▶ _Problem to work on_
Copy whichever lines of the data hold the word "bare".
====== Material provided ======
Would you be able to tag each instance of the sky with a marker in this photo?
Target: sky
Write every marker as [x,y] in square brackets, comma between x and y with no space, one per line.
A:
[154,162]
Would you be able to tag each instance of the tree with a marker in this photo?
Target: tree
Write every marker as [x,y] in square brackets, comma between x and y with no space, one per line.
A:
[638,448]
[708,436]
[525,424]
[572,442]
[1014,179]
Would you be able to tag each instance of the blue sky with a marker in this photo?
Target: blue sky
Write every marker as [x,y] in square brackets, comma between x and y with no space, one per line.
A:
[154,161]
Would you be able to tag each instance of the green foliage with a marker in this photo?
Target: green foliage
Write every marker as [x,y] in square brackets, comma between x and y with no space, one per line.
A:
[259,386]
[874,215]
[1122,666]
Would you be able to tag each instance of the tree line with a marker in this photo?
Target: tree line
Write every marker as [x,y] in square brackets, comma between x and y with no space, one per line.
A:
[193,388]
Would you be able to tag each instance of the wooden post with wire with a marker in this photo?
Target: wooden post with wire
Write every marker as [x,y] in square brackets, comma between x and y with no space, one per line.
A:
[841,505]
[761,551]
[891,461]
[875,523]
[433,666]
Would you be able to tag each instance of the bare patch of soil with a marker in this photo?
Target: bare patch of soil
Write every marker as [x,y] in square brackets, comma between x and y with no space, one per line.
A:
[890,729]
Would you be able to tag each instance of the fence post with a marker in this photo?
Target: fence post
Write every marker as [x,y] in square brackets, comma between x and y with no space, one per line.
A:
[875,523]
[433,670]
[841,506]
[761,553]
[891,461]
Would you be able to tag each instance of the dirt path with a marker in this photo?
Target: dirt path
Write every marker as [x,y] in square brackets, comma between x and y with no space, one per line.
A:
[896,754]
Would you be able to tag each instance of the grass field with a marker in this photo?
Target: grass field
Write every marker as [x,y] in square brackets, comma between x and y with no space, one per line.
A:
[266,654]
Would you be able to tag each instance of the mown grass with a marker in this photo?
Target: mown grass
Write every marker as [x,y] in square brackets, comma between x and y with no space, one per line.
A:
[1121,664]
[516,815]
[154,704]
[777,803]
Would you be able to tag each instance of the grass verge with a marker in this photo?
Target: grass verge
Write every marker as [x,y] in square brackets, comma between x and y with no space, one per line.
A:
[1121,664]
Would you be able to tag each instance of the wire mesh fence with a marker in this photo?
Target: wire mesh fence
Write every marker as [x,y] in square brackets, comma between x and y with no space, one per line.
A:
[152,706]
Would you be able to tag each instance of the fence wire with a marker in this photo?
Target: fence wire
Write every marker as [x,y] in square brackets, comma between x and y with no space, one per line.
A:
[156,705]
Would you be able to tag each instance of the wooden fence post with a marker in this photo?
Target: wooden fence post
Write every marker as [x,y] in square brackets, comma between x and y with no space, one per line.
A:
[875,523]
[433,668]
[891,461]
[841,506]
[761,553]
======
▶ _Answer for this exercise_
Would you be able to tag each instance of the bare patch of soil with a marker in this photo?
Target: bare patch of soil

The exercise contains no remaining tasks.